**SHORT EXERCISE**
The line containing "door, one per instance" marks the start; return it and every line after it in the listing below, exactly, through the last.

**DATASET CONTENT**
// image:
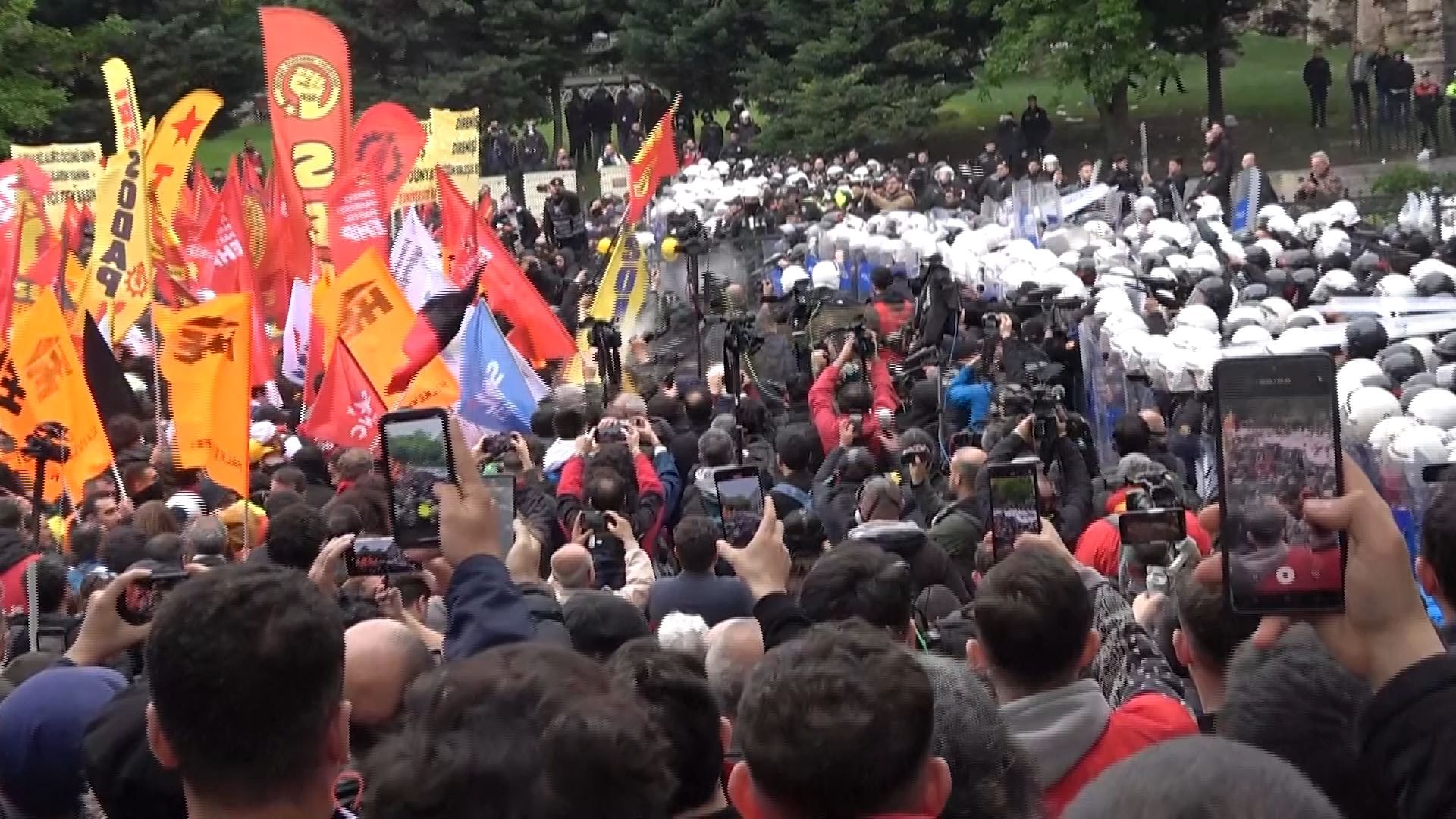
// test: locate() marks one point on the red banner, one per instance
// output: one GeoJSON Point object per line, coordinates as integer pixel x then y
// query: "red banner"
{"type": "Point", "coordinates": [357, 222]}
{"type": "Point", "coordinates": [384, 143]}
{"type": "Point", "coordinates": [310, 101]}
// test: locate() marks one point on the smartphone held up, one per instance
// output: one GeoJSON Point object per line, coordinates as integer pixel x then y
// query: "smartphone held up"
{"type": "Point", "coordinates": [1279, 447]}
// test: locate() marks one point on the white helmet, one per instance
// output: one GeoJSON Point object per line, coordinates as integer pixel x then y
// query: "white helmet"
{"type": "Point", "coordinates": [1354, 373]}
{"type": "Point", "coordinates": [1200, 316]}
{"type": "Point", "coordinates": [1366, 407]}
{"type": "Point", "coordinates": [792, 276]}
{"type": "Point", "coordinates": [826, 275]}
{"type": "Point", "coordinates": [1388, 428]}
{"type": "Point", "coordinates": [1250, 334]}
{"type": "Point", "coordinates": [1435, 407]}
{"type": "Point", "coordinates": [1419, 445]}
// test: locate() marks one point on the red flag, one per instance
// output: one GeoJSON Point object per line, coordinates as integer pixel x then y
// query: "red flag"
{"type": "Point", "coordinates": [457, 240]}
{"type": "Point", "coordinates": [72, 224]}
{"type": "Point", "coordinates": [347, 409]}
{"type": "Point", "coordinates": [357, 222]}
{"type": "Point", "coordinates": [384, 145]}
{"type": "Point", "coordinates": [513, 297]}
{"type": "Point", "coordinates": [654, 161]}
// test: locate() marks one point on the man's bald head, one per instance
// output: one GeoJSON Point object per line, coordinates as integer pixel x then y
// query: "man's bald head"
{"type": "Point", "coordinates": [381, 659]}
{"type": "Point", "coordinates": [965, 465]}
{"type": "Point", "coordinates": [734, 648]}
{"type": "Point", "coordinates": [571, 567]}
{"type": "Point", "coordinates": [1155, 422]}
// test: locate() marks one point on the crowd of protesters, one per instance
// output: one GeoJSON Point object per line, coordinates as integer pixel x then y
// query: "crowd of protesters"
{"type": "Point", "coordinates": [859, 651]}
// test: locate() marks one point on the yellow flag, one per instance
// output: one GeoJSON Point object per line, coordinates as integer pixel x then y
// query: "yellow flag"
{"type": "Point", "coordinates": [206, 360]}
{"type": "Point", "coordinates": [367, 311]}
{"type": "Point", "coordinates": [55, 390]}
{"type": "Point", "coordinates": [126, 114]}
{"type": "Point", "coordinates": [118, 280]}
{"type": "Point", "coordinates": [174, 146]}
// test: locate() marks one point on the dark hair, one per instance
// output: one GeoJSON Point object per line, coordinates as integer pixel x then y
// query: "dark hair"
{"type": "Point", "coordinates": [1439, 538]}
{"type": "Point", "coordinates": [570, 422]}
{"type": "Point", "coordinates": [246, 670]}
{"type": "Point", "coordinates": [1207, 624]}
{"type": "Point", "coordinates": [674, 689]}
{"type": "Point", "coordinates": [123, 431]}
{"type": "Point", "coordinates": [715, 447]}
{"type": "Point", "coordinates": [859, 580]}
{"type": "Point", "coordinates": [529, 729]}
{"type": "Point", "coordinates": [85, 541]}
{"type": "Point", "coordinates": [795, 447]}
{"type": "Point", "coordinates": [123, 547]}
{"type": "Point", "coordinates": [810, 707]}
{"type": "Point", "coordinates": [606, 490]}
{"type": "Point", "coordinates": [50, 583]}
{"type": "Point", "coordinates": [291, 477]}
{"type": "Point", "coordinates": [699, 407]}
{"type": "Point", "coordinates": [696, 542]}
{"type": "Point", "coordinates": [155, 518]}
{"type": "Point", "coordinates": [1302, 706]}
{"type": "Point", "coordinates": [855, 397]}
{"type": "Point", "coordinates": [296, 537]}
{"type": "Point", "coordinates": [1130, 435]}
{"type": "Point", "coordinates": [165, 550]}
{"type": "Point", "coordinates": [1033, 615]}
{"type": "Point", "coordinates": [1197, 777]}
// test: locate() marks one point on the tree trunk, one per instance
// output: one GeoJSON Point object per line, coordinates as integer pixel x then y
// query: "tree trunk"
{"type": "Point", "coordinates": [1112, 115]}
{"type": "Point", "coordinates": [555, 121]}
{"type": "Point", "coordinates": [1213, 60]}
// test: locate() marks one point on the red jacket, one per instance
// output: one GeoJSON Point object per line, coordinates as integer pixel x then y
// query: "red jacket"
{"type": "Point", "coordinates": [1100, 545]}
{"type": "Point", "coordinates": [1141, 723]}
{"type": "Point", "coordinates": [821, 404]}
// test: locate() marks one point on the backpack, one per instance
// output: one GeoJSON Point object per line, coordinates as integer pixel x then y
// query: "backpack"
{"type": "Point", "coordinates": [804, 499]}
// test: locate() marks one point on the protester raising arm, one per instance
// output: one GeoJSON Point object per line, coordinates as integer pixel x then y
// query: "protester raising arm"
{"type": "Point", "coordinates": [485, 610]}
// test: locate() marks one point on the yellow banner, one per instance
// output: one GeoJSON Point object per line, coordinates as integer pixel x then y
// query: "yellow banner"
{"type": "Point", "coordinates": [55, 390]}
{"type": "Point", "coordinates": [206, 359]}
{"type": "Point", "coordinates": [73, 168]}
{"type": "Point", "coordinates": [367, 311]}
{"type": "Point", "coordinates": [126, 114]}
{"type": "Point", "coordinates": [171, 152]}
{"type": "Point", "coordinates": [453, 143]}
{"type": "Point", "coordinates": [118, 279]}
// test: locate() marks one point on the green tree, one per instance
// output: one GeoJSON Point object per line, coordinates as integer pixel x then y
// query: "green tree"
{"type": "Point", "coordinates": [38, 58]}
{"type": "Point", "coordinates": [1103, 46]}
{"type": "Point", "coordinates": [874, 71]}
{"type": "Point", "coordinates": [693, 47]}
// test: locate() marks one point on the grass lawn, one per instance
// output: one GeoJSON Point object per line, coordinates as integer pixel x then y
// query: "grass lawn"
{"type": "Point", "coordinates": [1263, 91]}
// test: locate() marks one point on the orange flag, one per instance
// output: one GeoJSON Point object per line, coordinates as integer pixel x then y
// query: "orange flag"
{"type": "Point", "coordinates": [55, 390]}
{"type": "Point", "coordinates": [366, 309]}
{"type": "Point", "coordinates": [206, 362]}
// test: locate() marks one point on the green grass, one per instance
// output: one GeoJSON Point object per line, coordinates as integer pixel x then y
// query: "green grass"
{"type": "Point", "coordinates": [1263, 91]}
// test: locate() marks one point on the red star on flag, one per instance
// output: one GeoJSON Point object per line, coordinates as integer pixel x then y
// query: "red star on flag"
{"type": "Point", "coordinates": [187, 126]}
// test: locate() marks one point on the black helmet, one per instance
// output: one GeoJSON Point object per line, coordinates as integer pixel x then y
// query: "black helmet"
{"type": "Point", "coordinates": [1365, 338]}
{"type": "Point", "coordinates": [1216, 295]}
{"type": "Point", "coordinates": [1446, 349]}
{"type": "Point", "coordinates": [1401, 366]}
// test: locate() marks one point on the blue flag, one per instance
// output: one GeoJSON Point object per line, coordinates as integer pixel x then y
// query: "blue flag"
{"type": "Point", "coordinates": [494, 394]}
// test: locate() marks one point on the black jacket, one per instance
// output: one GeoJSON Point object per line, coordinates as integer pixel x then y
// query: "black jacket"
{"type": "Point", "coordinates": [928, 564]}
{"type": "Point", "coordinates": [1316, 74]}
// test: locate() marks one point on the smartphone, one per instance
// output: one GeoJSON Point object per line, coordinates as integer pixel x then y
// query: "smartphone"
{"type": "Point", "coordinates": [139, 604]}
{"type": "Point", "coordinates": [417, 457]}
{"type": "Point", "coordinates": [1279, 447]}
{"type": "Point", "coordinates": [1014, 503]}
{"type": "Point", "coordinates": [376, 557]}
{"type": "Point", "coordinates": [740, 500]}
{"type": "Point", "coordinates": [503, 491]}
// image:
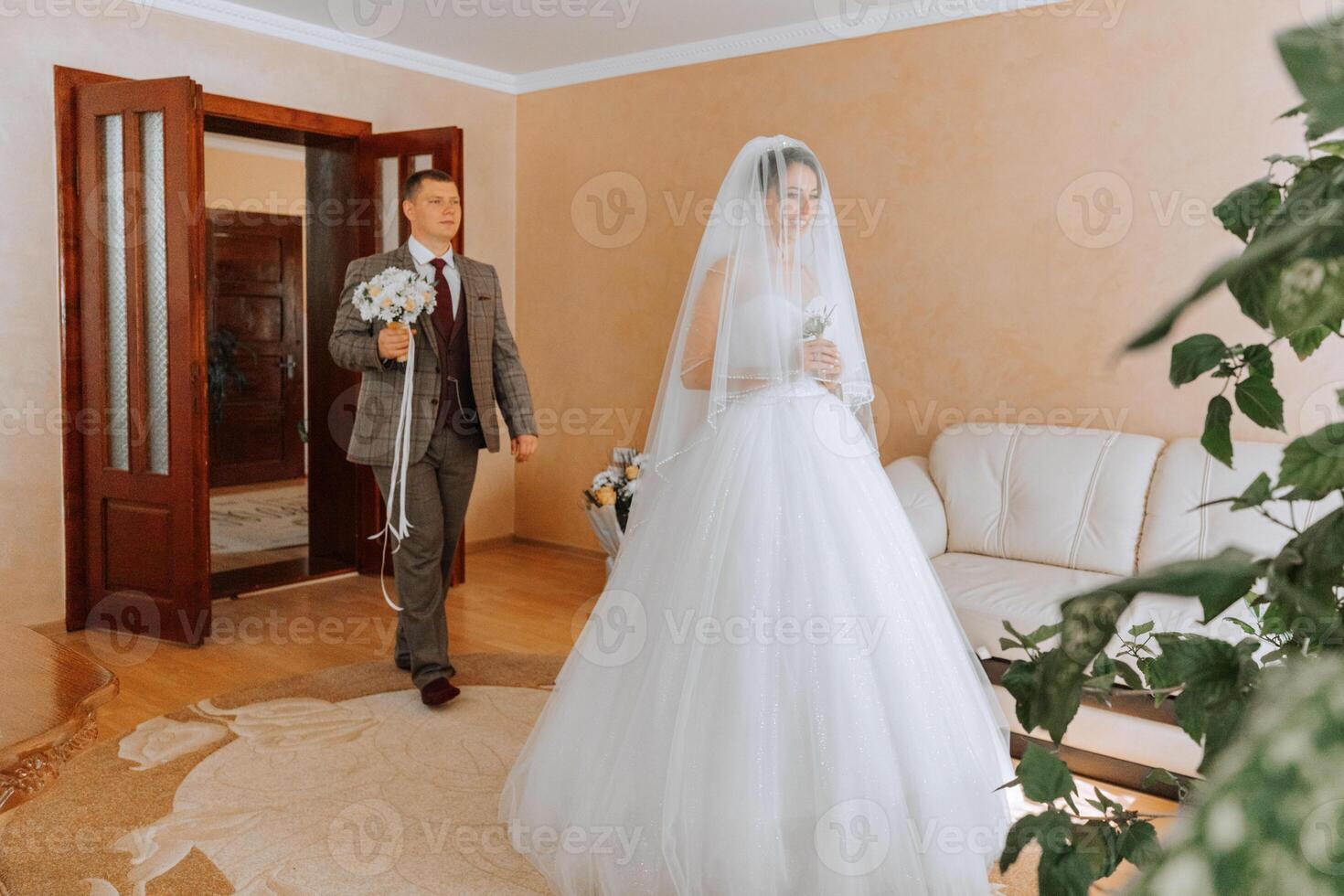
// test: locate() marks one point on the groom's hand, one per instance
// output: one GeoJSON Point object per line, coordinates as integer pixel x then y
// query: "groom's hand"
{"type": "Point", "coordinates": [394, 341]}
{"type": "Point", "coordinates": [522, 446]}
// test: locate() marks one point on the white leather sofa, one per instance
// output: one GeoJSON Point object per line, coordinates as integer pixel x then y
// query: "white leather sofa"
{"type": "Point", "coordinates": [1017, 518]}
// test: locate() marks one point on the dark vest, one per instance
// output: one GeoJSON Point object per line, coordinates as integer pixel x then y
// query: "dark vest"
{"type": "Point", "coordinates": [456, 363]}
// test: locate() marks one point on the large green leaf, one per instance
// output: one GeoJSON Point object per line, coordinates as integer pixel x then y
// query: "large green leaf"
{"type": "Point", "coordinates": [1195, 357]}
{"type": "Point", "coordinates": [1261, 402]}
{"type": "Point", "coordinates": [1313, 464]}
{"type": "Point", "coordinates": [1246, 206]}
{"type": "Point", "coordinates": [1044, 776]}
{"type": "Point", "coordinates": [1218, 430]}
{"type": "Point", "coordinates": [1306, 341]}
{"type": "Point", "coordinates": [1308, 571]}
{"type": "Point", "coordinates": [1272, 249]}
{"type": "Point", "coordinates": [1138, 844]}
{"type": "Point", "coordinates": [1312, 57]}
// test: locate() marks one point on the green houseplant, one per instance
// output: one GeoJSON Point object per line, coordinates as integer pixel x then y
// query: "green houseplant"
{"type": "Point", "coordinates": [1289, 280]}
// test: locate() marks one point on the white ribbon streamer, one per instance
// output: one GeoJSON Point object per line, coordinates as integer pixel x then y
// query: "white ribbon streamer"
{"type": "Point", "coordinates": [397, 478]}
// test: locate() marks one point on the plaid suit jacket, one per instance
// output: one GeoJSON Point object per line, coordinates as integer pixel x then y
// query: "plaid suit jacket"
{"type": "Point", "coordinates": [497, 378]}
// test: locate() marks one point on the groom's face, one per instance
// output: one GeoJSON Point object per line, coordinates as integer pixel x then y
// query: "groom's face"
{"type": "Point", "coordinates": [436, 211]}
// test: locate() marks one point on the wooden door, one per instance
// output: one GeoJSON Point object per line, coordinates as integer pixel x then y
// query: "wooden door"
{"type": "Point", "coordinates": [256, 318]}
{"type": "Point", "coordinates": [385, 163]}
{"type": "Point", "coordinates": [139, 189]}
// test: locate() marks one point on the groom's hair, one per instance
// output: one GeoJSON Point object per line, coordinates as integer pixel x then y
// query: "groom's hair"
{"type": "Point", "coordinates": [413, 183]}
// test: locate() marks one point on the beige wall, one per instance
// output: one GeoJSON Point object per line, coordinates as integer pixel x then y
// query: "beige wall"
{"type": "Point", "coordinates": [230, 62]}
{"type": "Point", "coordinates": [963, 140]}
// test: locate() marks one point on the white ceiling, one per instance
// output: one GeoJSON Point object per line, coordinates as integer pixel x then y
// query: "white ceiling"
{"type": "Point", "coordinates": [529, 45]}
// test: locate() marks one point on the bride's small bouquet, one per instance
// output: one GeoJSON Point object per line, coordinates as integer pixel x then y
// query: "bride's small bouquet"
{"type": "Point", "coordinates": [395, 295]}
{"type": "Point", "coordinates": [816, 323]}
{"type": "Point", "coordinates": [617, 484]}
{"type": "Point", "coordinates": [608, 500]}
{"type": "Point", "coordinates": [398, 297]}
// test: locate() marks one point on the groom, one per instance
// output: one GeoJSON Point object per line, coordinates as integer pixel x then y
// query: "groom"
{"type": "Point", "coordinates": [465, 360]}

**SOLUTION FOR THIS TASK**
// test: locate() marks one point on the wooden door, one per instance
// output: one GeoJSON Point object per line, coordinates as integer pixel x then y
// query: "wooden door"
{"type": "Point", "coordinates": [256, 318]}
{"type": "Point", "coordinates": [385, 163]}
{"type": "Point", "coordinates": [139, 189]}
// test: locate() marks one point on the groom's hair, one per instance
// output: one GeoJSON Point object per line, coordinates as integer pixel x then y
// query: "groom's hair"
{"type": "Point", "coordinates": [413, 183]}
// test: locate() marks one point on the beige wall, one per instance
// output: one GeoJSON Point object per line, coordinates as integer pixel x then y
// query: "beige wall"
{"type": "Point", "coordinates": [230, 62]}
{"type": "Point", "coordinates": [963, 140]}
// test: locate() marks one point on the white ceiling, one per instance
// output: one GeoJSON Point object per line, coordinates as integer pixel x then y
// query: "white ceiling"
{"type": "Point", "coordinates": [529, 45]}
// test: locate() marks one point on the bride's small bouquet, one per instance
// output: one GeoJSON Point object per line, coordinates as integer pixel x then y
// query: "bride's small bouquet"
{"type": "Point", "coordinates": [395, 295]}
{"type": "Point", "coordinates": [816, 323]}
{"type": "Point", "coordinates": [617, 484]}
{"type": "Point", "coordinates": [608, 500]}
{"type": "Point", "coordinates": [398, 297]}
// test: locate() marks one point on the groom, one per instance
// output: one GeoJSON Point object per line, coordinates as integer pixel x then y
// query: "groom"
{"type": "Point", "coordinates": [465, 360]}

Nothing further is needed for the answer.